» **Wat gevraagd wordt**
Zet de onderstaande regels in een genummerde lijst en laat lege regels weg.

» **Ruwe gegevens**
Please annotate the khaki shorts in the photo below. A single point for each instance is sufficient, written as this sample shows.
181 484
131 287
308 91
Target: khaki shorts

» **Geschreven antwoord**
1. Please annotate the khaki shorts in the photo below. A single point for each instance is sufficient, written as this sample shows.
2. 181 484
3. 131 287
4. 308 91
5. Target: khaki shorts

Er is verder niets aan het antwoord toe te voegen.